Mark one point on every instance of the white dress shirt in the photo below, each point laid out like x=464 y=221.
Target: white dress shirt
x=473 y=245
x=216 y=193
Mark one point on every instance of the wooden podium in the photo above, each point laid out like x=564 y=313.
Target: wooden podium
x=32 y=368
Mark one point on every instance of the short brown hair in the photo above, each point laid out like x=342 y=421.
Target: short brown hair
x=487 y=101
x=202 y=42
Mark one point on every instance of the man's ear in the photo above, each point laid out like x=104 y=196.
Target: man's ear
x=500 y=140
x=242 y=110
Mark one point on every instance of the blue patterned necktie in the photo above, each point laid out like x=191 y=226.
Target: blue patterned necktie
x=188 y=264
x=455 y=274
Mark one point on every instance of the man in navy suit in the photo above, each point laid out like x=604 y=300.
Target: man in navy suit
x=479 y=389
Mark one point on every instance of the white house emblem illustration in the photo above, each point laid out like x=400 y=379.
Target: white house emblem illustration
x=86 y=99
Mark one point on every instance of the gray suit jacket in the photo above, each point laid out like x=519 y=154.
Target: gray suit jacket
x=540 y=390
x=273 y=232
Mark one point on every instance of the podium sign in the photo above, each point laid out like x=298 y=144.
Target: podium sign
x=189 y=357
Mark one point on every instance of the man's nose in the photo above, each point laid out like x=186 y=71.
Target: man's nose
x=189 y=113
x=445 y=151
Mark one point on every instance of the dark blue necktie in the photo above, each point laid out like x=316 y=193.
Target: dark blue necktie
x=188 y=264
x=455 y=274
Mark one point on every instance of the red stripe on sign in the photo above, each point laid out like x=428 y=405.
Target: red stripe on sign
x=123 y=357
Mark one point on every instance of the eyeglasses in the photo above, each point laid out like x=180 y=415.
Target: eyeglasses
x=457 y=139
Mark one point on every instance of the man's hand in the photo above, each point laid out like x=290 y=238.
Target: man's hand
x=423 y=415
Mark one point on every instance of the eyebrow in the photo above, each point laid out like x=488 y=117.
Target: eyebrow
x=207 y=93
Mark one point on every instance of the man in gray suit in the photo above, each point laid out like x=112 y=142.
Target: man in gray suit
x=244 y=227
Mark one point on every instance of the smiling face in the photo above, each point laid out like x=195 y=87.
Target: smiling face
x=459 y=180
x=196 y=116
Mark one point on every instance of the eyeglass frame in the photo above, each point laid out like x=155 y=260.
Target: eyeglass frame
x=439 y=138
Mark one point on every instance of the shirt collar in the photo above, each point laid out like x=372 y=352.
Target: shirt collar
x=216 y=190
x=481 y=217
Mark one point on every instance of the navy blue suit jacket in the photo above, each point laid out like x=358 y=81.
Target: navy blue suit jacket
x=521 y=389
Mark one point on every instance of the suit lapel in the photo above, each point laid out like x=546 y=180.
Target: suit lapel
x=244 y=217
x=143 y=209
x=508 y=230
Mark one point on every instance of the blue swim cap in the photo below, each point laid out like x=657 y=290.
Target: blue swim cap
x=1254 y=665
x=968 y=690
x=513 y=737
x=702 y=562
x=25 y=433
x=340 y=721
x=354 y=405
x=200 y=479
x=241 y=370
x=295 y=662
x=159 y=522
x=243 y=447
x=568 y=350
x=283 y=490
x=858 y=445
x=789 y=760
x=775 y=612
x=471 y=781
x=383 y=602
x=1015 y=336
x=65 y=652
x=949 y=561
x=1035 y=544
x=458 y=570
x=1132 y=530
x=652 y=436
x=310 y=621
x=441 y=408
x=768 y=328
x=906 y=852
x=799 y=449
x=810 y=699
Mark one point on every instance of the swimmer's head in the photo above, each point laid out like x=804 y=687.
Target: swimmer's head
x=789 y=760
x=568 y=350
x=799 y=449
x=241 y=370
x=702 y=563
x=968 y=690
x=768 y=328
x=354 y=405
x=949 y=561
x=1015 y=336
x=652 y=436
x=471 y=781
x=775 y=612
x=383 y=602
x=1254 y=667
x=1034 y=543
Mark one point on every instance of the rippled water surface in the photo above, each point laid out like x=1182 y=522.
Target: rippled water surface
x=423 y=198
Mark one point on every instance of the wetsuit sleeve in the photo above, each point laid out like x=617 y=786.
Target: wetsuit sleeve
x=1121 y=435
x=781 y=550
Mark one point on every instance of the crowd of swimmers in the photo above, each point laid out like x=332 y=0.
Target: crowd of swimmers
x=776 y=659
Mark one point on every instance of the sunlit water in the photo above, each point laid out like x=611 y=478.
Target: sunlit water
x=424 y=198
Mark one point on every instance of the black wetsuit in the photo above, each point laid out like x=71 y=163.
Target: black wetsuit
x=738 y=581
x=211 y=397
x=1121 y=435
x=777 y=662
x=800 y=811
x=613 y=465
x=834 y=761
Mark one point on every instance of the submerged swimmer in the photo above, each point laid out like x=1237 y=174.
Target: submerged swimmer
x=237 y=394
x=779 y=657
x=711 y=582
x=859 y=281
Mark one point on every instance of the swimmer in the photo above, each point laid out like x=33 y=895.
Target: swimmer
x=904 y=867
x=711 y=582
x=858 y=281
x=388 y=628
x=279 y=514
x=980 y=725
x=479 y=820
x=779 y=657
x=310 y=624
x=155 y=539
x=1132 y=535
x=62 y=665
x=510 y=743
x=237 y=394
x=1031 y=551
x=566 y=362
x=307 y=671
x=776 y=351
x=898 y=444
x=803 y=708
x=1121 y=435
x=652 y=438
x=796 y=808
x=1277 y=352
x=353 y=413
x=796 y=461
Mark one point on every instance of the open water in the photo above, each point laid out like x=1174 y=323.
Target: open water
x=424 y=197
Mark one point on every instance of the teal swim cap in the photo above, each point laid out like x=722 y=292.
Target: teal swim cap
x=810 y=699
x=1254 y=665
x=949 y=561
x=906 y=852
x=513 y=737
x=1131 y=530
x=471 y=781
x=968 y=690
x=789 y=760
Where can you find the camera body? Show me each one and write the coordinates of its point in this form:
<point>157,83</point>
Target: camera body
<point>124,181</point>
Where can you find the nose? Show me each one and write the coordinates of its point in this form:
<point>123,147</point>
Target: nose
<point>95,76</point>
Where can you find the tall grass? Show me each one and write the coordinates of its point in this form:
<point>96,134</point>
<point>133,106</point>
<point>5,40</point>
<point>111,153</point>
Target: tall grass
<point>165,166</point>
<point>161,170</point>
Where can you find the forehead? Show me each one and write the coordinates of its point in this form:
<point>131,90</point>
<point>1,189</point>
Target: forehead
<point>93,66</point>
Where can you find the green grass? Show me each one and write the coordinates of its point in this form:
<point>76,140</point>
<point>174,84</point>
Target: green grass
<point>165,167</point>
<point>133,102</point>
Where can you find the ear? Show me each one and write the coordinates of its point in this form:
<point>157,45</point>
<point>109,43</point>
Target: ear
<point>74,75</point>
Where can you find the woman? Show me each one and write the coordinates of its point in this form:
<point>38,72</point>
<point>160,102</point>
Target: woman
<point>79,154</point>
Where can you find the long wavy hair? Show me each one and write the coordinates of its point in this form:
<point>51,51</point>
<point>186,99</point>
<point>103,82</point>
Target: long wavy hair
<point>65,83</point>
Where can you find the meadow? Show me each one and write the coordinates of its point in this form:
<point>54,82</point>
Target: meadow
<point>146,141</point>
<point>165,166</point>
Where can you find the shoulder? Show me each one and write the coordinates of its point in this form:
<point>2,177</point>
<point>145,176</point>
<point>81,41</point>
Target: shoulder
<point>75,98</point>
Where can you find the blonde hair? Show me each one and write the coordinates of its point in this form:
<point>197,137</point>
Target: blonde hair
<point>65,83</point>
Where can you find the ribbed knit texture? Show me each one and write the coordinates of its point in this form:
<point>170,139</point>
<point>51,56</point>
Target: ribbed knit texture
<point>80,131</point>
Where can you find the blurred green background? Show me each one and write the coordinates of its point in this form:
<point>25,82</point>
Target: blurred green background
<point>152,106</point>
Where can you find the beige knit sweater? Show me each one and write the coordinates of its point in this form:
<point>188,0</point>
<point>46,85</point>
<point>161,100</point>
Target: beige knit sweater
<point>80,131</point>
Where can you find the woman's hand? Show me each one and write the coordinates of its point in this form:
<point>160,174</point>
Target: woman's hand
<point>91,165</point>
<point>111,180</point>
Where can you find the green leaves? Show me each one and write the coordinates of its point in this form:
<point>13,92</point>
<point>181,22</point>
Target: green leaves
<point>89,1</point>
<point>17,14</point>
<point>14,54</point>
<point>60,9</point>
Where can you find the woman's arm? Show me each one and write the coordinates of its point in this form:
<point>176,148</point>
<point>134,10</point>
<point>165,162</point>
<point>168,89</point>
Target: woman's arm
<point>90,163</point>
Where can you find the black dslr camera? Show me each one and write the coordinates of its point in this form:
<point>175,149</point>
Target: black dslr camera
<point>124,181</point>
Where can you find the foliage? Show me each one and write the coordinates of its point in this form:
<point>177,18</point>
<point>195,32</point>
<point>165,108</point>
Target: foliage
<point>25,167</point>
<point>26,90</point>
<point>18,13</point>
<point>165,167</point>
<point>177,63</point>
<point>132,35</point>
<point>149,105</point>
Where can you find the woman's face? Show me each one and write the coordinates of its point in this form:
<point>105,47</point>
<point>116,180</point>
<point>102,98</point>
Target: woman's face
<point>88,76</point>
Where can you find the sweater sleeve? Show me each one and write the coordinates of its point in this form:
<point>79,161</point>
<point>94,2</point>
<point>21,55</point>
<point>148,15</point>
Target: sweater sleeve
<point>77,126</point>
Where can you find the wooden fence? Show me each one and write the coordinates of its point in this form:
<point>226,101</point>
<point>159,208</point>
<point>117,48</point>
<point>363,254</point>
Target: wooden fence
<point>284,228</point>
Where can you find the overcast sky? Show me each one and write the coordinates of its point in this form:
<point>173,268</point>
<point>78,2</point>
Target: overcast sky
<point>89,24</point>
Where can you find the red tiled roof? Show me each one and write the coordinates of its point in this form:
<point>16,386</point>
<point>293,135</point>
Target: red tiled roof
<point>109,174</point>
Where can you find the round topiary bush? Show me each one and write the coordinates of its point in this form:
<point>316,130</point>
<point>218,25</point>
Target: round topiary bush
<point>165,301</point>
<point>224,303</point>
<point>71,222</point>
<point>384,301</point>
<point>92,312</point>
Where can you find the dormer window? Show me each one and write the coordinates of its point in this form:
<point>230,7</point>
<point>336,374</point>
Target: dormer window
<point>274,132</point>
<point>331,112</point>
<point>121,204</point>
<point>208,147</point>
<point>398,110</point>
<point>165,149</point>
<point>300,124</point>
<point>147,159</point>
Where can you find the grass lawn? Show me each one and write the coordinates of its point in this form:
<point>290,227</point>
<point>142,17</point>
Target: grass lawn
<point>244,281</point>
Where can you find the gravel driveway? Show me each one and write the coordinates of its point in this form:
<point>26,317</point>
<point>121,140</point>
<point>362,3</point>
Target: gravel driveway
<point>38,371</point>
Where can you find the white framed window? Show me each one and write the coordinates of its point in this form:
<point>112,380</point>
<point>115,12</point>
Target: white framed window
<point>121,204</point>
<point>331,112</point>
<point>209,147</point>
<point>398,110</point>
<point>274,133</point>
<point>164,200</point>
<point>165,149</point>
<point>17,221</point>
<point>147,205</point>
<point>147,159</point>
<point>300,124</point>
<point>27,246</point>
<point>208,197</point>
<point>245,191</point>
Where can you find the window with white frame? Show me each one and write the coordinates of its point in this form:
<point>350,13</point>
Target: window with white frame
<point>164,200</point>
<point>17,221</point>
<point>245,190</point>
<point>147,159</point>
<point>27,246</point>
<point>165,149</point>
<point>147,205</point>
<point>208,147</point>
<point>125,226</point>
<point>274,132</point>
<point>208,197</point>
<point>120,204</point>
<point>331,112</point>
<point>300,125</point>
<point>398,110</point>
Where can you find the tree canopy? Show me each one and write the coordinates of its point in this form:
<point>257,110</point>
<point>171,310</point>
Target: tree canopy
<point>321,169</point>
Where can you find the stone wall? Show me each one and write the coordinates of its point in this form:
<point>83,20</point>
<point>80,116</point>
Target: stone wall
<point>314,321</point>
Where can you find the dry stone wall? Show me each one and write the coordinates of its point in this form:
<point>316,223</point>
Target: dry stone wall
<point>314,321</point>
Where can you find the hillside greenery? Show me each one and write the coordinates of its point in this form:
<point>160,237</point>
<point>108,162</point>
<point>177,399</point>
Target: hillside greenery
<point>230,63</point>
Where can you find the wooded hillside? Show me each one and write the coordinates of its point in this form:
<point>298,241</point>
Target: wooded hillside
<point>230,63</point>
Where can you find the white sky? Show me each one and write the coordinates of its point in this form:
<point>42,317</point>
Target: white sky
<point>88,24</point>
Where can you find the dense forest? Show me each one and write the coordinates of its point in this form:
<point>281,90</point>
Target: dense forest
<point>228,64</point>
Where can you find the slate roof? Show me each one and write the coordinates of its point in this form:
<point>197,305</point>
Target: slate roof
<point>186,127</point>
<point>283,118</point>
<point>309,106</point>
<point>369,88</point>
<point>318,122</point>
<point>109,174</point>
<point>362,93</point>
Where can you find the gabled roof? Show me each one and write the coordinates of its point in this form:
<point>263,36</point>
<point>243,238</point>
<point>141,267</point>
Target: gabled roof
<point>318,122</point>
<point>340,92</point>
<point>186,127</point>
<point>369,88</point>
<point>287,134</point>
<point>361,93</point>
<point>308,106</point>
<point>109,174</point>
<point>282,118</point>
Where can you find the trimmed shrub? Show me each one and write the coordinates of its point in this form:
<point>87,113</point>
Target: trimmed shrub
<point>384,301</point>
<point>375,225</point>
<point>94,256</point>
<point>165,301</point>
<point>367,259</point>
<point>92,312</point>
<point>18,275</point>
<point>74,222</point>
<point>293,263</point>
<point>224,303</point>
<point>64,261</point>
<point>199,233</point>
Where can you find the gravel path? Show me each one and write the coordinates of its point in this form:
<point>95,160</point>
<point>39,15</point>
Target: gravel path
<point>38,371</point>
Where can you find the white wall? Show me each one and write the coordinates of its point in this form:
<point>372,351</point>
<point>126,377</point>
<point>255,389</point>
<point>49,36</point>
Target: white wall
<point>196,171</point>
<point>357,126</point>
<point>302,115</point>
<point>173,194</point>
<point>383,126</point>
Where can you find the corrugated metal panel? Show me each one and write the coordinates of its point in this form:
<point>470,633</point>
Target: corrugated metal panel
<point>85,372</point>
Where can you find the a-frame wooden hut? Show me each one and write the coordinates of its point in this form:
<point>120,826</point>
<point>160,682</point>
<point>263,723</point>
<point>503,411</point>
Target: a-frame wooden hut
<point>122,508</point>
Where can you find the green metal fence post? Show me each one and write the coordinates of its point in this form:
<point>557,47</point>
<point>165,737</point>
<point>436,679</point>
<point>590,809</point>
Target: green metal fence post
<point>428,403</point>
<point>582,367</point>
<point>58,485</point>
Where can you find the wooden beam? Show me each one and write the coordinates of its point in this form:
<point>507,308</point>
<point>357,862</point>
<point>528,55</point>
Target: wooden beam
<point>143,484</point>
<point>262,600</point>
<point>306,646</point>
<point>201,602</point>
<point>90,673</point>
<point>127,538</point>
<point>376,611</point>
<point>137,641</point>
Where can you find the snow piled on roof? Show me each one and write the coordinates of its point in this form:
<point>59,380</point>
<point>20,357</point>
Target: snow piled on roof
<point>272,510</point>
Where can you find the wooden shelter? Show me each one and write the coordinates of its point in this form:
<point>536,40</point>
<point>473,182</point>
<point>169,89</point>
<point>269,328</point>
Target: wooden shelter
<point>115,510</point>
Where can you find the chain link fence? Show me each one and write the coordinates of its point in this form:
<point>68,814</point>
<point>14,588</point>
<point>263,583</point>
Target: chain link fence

☆ ☆ ☆ ☆

(What is being asked): Copy every line from the one containing "Mark one point on every instance of the podium" to the one containing "x=508 y=230", both included, and scale the coordinates in each answer point by 0.25, rounding to whole numbers with halves going up. Leave the request lines and their sample coordinates unchanged.

(Answer to the exercise):
Mark one point on every instance of the podium sign in the photo above, each point laid out like x=298 y=144.
Target: podium sign
x=47 y=89
Mark one point on every instance of the man's nose in the photo above, each point laid out like x=186 y=71.
Target: man's nose
x=47 y=28
x=111 y=38
Mark one point on every instance of the dark blue necktie in the photo above, each point laid out like x=316 y=193.
Target: dark blue necktie
x=47 y=66
x=114 y=69
Mark one point on every instance of the red stripe on sign in the photo above, each point laid out like x=428 y=405.
Target: red stripe on sign
x=31 y=89
Mark one point on every instance of the eyeglasses in the photo above, each point laid out like x=180 y=415.
Target: eyeglasses
x=114 y=35
Mark one point on every instance of the man's hand in the photo above, each point laid out like x=290 y=238.
Target: man's hand
x=106 y=104
Mark one point on every instance of the eyebrow in the photo above, each point laid out like x=488 y=117.
Target: eyebrow
x=52 y=23
Mark one point on every instance of the man in gray suit in the photo above, each point laid out like x=112 y=142.
Target: man in gray suit
x=61 y=57
Mark one point on every instance of the smiling face in the photo above, each point laid out like x=195 y=87.
Target: smiling face
x=115 y=45
x=49 y=29
Mark one point on every instance of the eyeglass frame in the photo above, each point laid out like x=155 y=260.
Target: eyeglass frame
x=110 y=35
Mark one point on every instance of the shirt collar in the photo above, each point laid out like x=372 y=352.
Target: shirt collar
x=54 y=48
x=120 y=54
Mark one point on every instance of the navy blue suit jacket in the photo above, each point laid out like x=358 y=81.
Target: navy blue suit jacket
x=130 y=97
Mark one point on every instance of the suit lapel in the photo above, each point laid out like x=546 y=180.
Target: suit lapel
x=61 y=54
x=36 y=52
x=127 y=58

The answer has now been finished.